Exercise A: Quote the MotoGP injury report from "While Crutchlow hurt" up to and including "in the race.".
Exercise B: List every person mentioned by name in the MotoGP injury report.

Passage provided:
____________

Honda riders Marc Marquez and Cal Crutchlow are set for surgery after their separate crashes during the Spanish MotoGP weekend at Jerez.

For three riders, the opening weekend of the 2020 MotoGP season did not end well as they are in a dangerous position to miss the upcoming round at the same venue next weekend. The Honda side is hurt more as it involves two of their experienced campaigners.

While Crutchlow hurt his wrist in a Warm-Up crash at Turn 8 which even forced him to miss the start of the MotoGP race, Marquez had a mega high-side on the exit of Turn 3 after having recovered at the same corner from falling, earlier in the race.

The reigning MotoGP champion is diagnosed with a fractured right humerus and is to fly to Barcelona for a possible surgery on Tuesday. “Marc Marquez has suffered an injury, it seems, from a direct impact of the tyre to the right arm, resulting in a fracture to the shaft of the humerus, a complete fracture although it isn’t completely displaced, with some possible paralysis of the radial nerve, although we’re not certain.

“This injury has been immobilised here for when they decide to move him to Barcelona to carry out a definitive treatment,” said MotoGP Traumatology Specialist Dr Mir, who will also treat Crutchlow. The extent of damage will be known only then but it puts him in huge doubt for not just the next race but also the ones to come after it.

____________

Dataset records:

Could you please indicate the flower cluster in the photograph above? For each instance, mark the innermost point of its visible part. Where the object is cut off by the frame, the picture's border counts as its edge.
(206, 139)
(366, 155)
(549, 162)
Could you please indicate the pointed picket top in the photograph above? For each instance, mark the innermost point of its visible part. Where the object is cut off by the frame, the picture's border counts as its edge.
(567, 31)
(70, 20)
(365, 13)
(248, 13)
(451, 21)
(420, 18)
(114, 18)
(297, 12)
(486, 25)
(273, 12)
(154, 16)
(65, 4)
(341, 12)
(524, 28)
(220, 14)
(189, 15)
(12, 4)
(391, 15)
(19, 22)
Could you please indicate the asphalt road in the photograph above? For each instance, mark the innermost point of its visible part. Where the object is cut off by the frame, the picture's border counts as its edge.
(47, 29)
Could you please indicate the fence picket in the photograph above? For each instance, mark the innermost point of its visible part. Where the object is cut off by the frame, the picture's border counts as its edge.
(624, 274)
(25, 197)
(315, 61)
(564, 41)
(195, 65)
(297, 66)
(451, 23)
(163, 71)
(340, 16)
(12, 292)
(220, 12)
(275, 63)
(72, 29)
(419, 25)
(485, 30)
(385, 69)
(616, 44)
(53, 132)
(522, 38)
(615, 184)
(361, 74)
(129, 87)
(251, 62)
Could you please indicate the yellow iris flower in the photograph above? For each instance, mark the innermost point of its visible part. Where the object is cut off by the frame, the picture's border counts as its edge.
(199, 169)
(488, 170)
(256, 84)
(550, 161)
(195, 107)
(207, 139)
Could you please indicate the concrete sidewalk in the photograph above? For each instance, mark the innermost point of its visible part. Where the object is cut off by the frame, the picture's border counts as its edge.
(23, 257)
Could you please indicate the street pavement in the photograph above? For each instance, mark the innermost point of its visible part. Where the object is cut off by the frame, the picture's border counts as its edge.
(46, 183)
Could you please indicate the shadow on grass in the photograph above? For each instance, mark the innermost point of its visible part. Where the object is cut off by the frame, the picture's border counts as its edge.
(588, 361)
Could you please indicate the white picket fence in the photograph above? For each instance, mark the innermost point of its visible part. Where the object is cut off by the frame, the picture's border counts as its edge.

____________

Expected answer A:
While Crutchlow hurt his wrist in a Warm-Up crash at Turn 8 which even forced him to miss the start of the MotoGP race, Marquez had a mega high-side on the exit of Turn 3 after having recovered at the same corner from falling, earlier in the race.

Expected answer B: Marc Marquez, Cal Crutchlow, Dr Mir